## WRITTEN INSTRUCTION
Identify each line in the items below that contains the word "Find" and copy those lines out in full.

===== THE DATA

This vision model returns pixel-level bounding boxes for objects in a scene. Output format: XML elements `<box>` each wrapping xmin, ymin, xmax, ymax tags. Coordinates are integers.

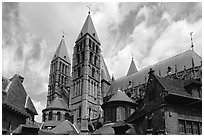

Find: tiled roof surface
<box><xmin>127</xmin><ymin>59</ymin><xmax>138</xmax><ymax>76</ymax></box>
<box><xmin>3</xmin><ymin>74</ymin><xmax>37</xmax><ymax>115</ymax></box>
<box><xmin>51</xmin><ymin>120</ymin><xmax>78</xmax><ymax>133</ymax></box>
<box><xmin>43</xmin><ymin>121</ymin><xmax>61</xmax><ymax>127</ymax></box>
<box><xmin>46</xmin><ymin>96</ymin><xmax>68</xmax><ymax>110</ymax></box>
<box><xmin>76</xmin><ymin>15</ymin><xmax>100</xmax><ymax>43</ymax></box>
<box><xmin>25</xmin><ymin>96</ymin><xmax>38</xmax><ymax>115</ymax></box>
<box><xmin>101</xmin><ymin>57</ymin><xmax>111</xmax><ymax>82</ymax></box>
<box><xmin>107</xmin><ymin>90</ymin><xmax>134</xmax><ymax>103</ymax></box>
<box><xmin>52</xmin><ymin>38</ymin><xmax>71</xmax><ymax>64</ymax></box>
<box><xmin>106</xmin><ymin>50</ymin><xmax>202</xmax><ymax>96</ymax></box>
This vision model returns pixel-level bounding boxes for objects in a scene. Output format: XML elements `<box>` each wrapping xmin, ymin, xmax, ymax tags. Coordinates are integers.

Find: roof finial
<box><xmin>62</xmin><ymin>31</ymin><xmax>66</xmax><ymax>39</ymax></box>
<box><xmin>190</xmin><ymin>32</ymin><xmax>194</xmax><ymax>51</ymax></box>
<box><xmin>132</xmin><ymin>53</ymin><xmax>134</xmax><ymax>60</ymax></box>
<box><xmin>86</xmin><ymin>4</ymin><xmax>92</xmax><ymax>14</ymax></box>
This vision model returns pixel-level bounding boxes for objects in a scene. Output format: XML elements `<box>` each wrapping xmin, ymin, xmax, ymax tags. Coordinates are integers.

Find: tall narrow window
<box><xmin>81</xmin><ymin>52</ymin><xmax>85</xmax><ymax>62</ymax></box>
<box><xmin>89</xmin><ymin>39</ymin><xmax>91</xmax><ymax>49</ymax></box>
<box><xmin>179</xmin><ymin>120</ymin><xmax>185</xmax><ymax>134</ymax></box>
<box><xmin>89</xmin><ymin>52</ymin><xmax>93</xmax><ymax>63</ymax></box>
<box><xmin>186</xmin><ymin>121</ymin><xmax>192</xmax><ymax>134</ymax></box>
<box><xmin>48</xmin><ymin>111</ymin><xmax>52</xmax><ymax>120</ymax></box>
<box><xmin>94</xmin><ymin>56</ymin><xmax>97</xmax><ymax>65</ymax></box>
<box><xmin>57</xmin><ymin>112</ymin><xmax>61</xmax><ymax>121</ymax></box>
<box><xmin>91</xmin><ymin>68</ymin><xmax>95</xmax><ymax>78</ymax></box>
<box><xmin>192</xmin><ymin>122</ymin><xmax>199</xmax><ymax>135</ymax></box>
<box><xmin>77</xmin><ymin>67</ymin><xmax>81</xmax><ymax>77</ymax></box>
<box><xmin>64</xmin><ymin>113</ymin><xmax>69</xmax><ymax>120</ymax></box>
<box><xmin>147</xmin><ymin>118</ymin><xmax>153</xmax><ymax>129</ymax></box>
<box><xmin>116</xmin><ymin>107</ymin><xmax>125</xmax><ymax>121</ymax></box>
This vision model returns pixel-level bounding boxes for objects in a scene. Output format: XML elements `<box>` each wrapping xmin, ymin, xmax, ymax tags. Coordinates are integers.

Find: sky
<box><xmin>2</xmin><ymin>2</ymin><xmax>202</xmax><ymax>122</ymax></box>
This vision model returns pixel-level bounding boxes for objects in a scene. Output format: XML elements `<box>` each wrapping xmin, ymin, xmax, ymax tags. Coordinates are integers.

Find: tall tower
<box><xmin>47</xmin><ymin>36</ymin><xmax>71</xmax><ymax>106</ymax></box>
<box><xmin>71</xmin><ymin>14</ymin><xmax>102</xmax><ymax>132</ymax></box>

==========

## WORKED ANSWER
Find: tiled roof surface
Find: roof finial
Find: tall narrow window
Find: sky
Find: tall tower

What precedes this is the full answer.